Start

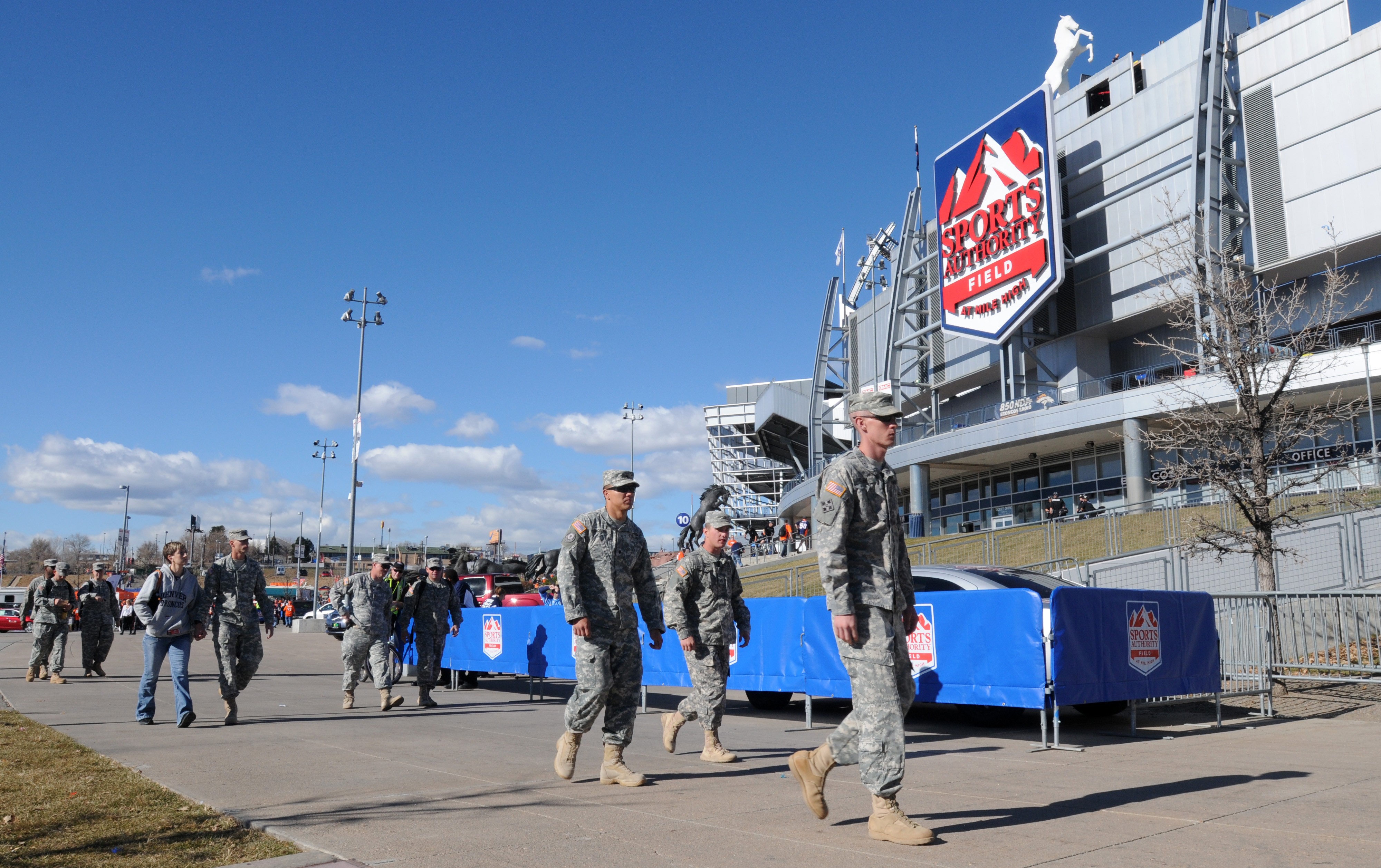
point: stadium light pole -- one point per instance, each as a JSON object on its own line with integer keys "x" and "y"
{"x": 359, "y": 395}
{"x": 324, "y": 452}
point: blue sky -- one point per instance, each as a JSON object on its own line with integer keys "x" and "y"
{"x": 650, "y": 195}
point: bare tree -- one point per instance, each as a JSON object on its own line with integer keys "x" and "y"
{"x": 1231, "y": 427}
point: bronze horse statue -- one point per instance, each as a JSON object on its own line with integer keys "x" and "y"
{"x": 710, "y": 499}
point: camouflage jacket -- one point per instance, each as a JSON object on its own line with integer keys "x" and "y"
{"x": 860, "y": 536}
{"x": 97, "y": 599}
{"x": 429, "y": 604}
{"x": 46, "y": 598}
{"x": 232, "y": 587}
{"x": 705, "y": 599}
{"x": 365, "y": 601}
{"x": 603, "y": 563}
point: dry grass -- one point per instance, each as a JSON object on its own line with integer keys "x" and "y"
{"x": 72, "y": 808}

End

**PROBLEM DETAILS:** Convert the material above into a JSON list of strings, with one string per line and no blank lines. Omit the picture.

**RESULT FOR THIS TASK:**
[
  "point: stadium light pole -- one point per instance, each as a JSON object on its own line with integer keys \"x\" and \"y\"",
  "{\"x\": 359, \"y\": 395}",
  "{\"x\": 324, \"y\": 452}",
  "point: blue sky -- one point per instance, each as a JSON object on its own line with integer keys \"x\" and \"y\"",
  "{\"x\": 650, \"y\": 195}",
  "point: bare tree -- one point per instance, each as a JSON object on its own line with integer keys \"x\" and \"y\"",
  "{\"x\": 1231, \"y\": 427}",
  "point: bronze horse statue -- one point per instance, each as a JSON object on its own line with integer keys \"x\" and \"y\"",
  "{\"x\": 710, \"y\": 499}",
  "point: camouflage jacket -- one point per instance, each as a JSON object on its own line with integer keys \"x\" and \"y\"",
  "{\"x\": 860, \"y\": 536}",
  "{\"x\": 97, \"y\": 599}",
  "{\"x\": 429, \"y\": 604}",
  "{\"x\": 46, \"y\": 598}",
  "{\"x\": 232, \"y\": 587}",
  "{\"x\": 705, \"y\": 599}",
  "{\"x\": 365, \"y\": 601}",
  "{\"x\": 603, \"y\": 563}",
  "point: dry grass -- one point per instance, each as a JSON object on its own line with integer keys \"x\" and \"y\"",
  "{\"x\": 72, \"y\": 808}"
]